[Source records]
▼
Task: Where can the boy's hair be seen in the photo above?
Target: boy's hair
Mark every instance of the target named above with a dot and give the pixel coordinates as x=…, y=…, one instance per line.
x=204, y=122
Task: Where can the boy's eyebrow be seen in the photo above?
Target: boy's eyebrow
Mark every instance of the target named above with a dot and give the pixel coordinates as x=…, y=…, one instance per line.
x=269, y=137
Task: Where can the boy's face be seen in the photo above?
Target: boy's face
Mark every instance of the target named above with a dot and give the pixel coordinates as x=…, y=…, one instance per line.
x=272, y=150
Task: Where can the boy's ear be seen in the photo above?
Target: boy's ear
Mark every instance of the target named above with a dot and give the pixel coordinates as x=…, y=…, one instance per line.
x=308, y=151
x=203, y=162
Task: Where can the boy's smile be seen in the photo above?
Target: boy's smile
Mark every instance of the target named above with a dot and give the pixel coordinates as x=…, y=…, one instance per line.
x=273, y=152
▲
■ **Work request**
Among the lines above, repeat exactly those from the line with "Task: Where can the boy's face" to the line with "Target: boy's ear", counting both ends.

■ **Result of this task**
Task: Where can the boy's face be seen in the photo above?
Target: boy's face
Mark every instance of the target named above with a dot and give the pixel coordinates as x=…, y=…, one instance per line.
x=272, y=150
Task: Where can the boy's ear be seen in the photo above?
Target: boy's ear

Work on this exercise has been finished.